-- REQUIRED WORK --
Retype the lines of the records below exactly, starting at the line with "Reviewer note: verify that every instance of the tree shadow" and ending at the line with "column 396, row 90", both lines included. Leave the pictures out of your copy.

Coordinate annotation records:
════════════════
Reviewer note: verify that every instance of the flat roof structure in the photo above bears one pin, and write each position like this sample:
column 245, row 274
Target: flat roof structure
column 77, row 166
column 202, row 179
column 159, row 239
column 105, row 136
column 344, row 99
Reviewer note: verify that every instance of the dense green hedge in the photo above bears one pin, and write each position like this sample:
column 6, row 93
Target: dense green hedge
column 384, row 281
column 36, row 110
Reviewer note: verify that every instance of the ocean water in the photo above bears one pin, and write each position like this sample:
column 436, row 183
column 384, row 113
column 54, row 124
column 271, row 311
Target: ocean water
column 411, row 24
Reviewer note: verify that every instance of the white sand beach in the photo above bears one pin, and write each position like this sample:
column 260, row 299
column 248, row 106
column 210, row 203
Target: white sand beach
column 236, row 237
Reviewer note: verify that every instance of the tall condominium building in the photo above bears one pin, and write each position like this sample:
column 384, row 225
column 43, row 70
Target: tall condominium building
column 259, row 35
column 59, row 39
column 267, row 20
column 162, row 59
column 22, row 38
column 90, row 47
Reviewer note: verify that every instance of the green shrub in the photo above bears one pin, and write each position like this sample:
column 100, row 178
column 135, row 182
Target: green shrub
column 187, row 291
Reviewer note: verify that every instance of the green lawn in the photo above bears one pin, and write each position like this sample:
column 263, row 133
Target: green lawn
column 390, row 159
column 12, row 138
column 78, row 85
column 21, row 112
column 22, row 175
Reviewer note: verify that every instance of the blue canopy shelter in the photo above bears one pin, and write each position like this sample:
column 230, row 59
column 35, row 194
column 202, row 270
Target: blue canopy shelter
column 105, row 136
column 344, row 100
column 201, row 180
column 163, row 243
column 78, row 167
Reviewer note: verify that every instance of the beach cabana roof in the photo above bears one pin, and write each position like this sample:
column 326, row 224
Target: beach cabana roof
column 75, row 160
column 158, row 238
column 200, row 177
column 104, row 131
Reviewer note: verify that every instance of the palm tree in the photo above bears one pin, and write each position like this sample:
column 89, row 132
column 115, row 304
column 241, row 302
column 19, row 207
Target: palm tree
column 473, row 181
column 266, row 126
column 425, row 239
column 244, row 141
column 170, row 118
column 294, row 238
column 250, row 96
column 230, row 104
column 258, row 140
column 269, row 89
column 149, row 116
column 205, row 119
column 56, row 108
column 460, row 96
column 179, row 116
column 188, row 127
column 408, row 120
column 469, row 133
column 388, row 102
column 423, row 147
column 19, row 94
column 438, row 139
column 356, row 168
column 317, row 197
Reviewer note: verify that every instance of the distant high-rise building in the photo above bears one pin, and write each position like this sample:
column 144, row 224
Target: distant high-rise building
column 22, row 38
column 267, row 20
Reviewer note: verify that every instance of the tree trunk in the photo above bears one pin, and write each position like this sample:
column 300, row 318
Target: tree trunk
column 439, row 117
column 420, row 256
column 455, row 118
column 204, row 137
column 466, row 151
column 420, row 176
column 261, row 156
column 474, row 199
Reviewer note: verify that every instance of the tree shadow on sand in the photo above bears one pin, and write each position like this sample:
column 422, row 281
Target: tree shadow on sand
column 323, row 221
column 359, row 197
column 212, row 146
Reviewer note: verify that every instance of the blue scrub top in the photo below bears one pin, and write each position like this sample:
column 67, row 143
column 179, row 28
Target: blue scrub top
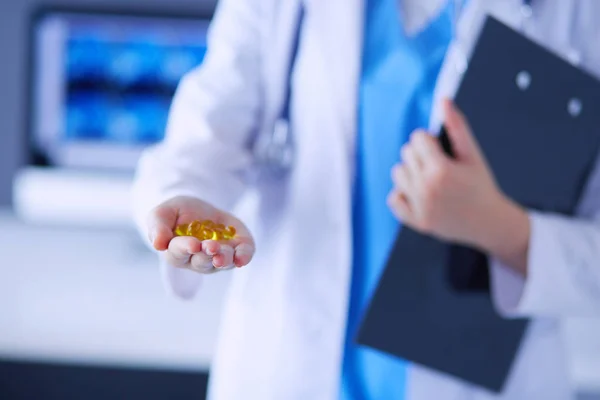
column 396, row 90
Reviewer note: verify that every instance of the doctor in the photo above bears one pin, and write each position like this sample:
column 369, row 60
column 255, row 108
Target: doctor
column 367, row 74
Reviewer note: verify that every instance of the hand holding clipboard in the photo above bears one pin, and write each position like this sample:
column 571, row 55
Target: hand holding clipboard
column 433, row 305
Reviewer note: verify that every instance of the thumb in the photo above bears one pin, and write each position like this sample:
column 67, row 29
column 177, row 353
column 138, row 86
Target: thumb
column 161, row 223
column 464, row 144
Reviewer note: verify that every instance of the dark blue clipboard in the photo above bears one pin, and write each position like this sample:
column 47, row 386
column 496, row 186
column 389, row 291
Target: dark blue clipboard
column 433, row 305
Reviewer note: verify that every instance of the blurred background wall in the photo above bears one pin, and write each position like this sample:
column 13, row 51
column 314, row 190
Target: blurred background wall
column 14, row 20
════════════════
-- FINAL RESULT --
Reviewer note: verify that every instance of the tree shadow on sand in the photo above bears one pin, and write each position like this sample:
column 422, row 281
Target: tree shadow on sand
column 323, row 221
column 359, row 197
column 212, row 146
Reviewer note: verify that every instance of the blue scrub top in the photo below bears one pin, and write each position like this sample:
column 67, row 143
column 179, row 28
Target: blue scrub top
column 396, row 90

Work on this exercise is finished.